- What the exercise asks
Update the entries below by replacing "in this photo" with "in this image" wherever it occurs. Keep everything else unchanged and leave out the pictures.

- Information shown
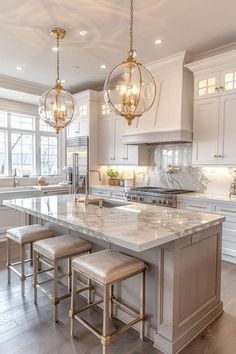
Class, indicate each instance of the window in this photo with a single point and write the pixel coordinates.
(22, 139)
(3, 153)
(22, 153)
(83, 110)
(105, 109)
(49, 164)
(230, 81)
(207, 86)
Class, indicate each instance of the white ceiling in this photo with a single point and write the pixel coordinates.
(18, 96)
(195, 25)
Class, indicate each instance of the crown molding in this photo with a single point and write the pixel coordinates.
(213, 62)
(12, 83)
(172, 62)
(18, 107)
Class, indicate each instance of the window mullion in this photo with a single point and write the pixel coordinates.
(9, 157)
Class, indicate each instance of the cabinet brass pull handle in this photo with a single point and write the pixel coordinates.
(197, 206)
(229, 211)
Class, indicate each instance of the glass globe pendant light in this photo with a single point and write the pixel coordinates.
(57, 106)
(130, 89)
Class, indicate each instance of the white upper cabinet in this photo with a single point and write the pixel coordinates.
(112, 151)
(214, 140)
(205, 131)
(227, 129)
(106, 141)
(207, 85)
(172, 109)
(228, 80)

- Solved problem
Class, indicate each instance of the window in this image with a single point and write the pixel coordinates.
(22, 139)
(3, 153)
(22, 153)
(83, 110)
(105, 109)
(49, 164)
(230, 81)
(207, 86)
Class, indicate each instance of the white ceiling in this image with a single point and write the pixel coordinates.
(18, 96)
(195, 25)
Class, indicate each instance of the crown molding in this image with a single point and write the pixel coordinates.
(213, 62)
(12, 83)
(172, 62)
(18, 107)
Class, indicate each instance of the window mullion in this image with a single point and write the pixel coordinates.
(9, 157)
Class, indicate each instance of the cabinet brass pull handle in this image with a single point and write the pixel coordinates.
(197, 206)
(229, 211)
Class, indicate each instance of the glass globe pendant light in this image with a single point and write the pixel coordinates.
(57, 106)
(130, 89)
Class, indicate each instance of the white upper cabinet in this image with a single point and write the pixel coordinates.
(112, 151)
(214, 140)
(205, 131)
(227, 129)
(106, 141)
(207, 85)
(172, 109)
(228, 80)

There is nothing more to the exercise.